- [Instructions to follow]: Return each line of the data below that contains the string "This". Matching is case-sensitive.

- [Dataset entries]:
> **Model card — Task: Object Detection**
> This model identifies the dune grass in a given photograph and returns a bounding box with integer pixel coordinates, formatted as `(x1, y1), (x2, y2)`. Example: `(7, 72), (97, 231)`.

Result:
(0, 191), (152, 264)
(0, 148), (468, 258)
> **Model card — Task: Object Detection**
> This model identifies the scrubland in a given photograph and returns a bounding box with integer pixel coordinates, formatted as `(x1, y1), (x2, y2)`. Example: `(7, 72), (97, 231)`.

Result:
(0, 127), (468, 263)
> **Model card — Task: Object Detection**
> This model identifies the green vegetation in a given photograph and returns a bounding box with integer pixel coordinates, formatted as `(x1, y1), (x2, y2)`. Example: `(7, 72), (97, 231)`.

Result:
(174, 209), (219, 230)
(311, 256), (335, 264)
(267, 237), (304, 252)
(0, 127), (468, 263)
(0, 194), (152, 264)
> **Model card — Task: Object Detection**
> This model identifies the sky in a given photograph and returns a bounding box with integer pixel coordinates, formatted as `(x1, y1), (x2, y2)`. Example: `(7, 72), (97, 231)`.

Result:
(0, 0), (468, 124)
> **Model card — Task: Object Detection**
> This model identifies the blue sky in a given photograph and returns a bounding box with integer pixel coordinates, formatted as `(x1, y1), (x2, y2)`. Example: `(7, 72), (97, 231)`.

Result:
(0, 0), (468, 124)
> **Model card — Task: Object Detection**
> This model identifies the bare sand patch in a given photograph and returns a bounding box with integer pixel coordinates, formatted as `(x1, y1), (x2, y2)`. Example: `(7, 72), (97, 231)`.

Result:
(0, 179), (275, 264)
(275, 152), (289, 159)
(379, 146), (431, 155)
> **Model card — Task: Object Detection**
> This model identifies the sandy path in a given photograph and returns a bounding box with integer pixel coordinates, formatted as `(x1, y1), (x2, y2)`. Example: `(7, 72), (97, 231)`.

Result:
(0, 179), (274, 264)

- [Final result]:
> This model identifies the dune grass in a given photograph and returns a bounding box with integer pixel coordinates, formatted as `(x1, y1), (x2, y2)`. Example: `(7, 72), (97, 231)`.
> This model identifies the scrubland in a given photograph and returns a bounding box with integer pixel coordinates, formatted as `(x1, y1), (x2, y2)`. Example: `(7, 72), (97, 231)`.
> This model identifies the green vegetation in a given photograph and returns a bounding box with integer pixel coordinates, formatted as `(x1, y1), (x2, y2)`. Example: `(7, 72), (97, 231)`.
> This model identifies the sky in a given photograph and returns a bounding box with integer pixel coordinates, formatted as `(x1, y1), (x2, y2)`. Example: `(7, 72), (97, 231)`.
> This model identifies the blue sky in a given photograph and returns a bounding box with integer pixel coordinates, formatted as `(x1, y1), (x2, y2)`. Example: `(7, 72), (97, 231)`.
> This model identifies the bare sand patch in a given photograph and returns a bounding box with integer pixel coordinates, formatted as `(x1, y1), (x2, y2)`. Example: `(7, 72), (97, 231)`.
> This model identifies the sandy path in a given photograph and returns a bounding box with integer pixel coordinates, formatted as `(x1, y1), (x2, y2)`. Example: `(7, 72), (97, 231)`.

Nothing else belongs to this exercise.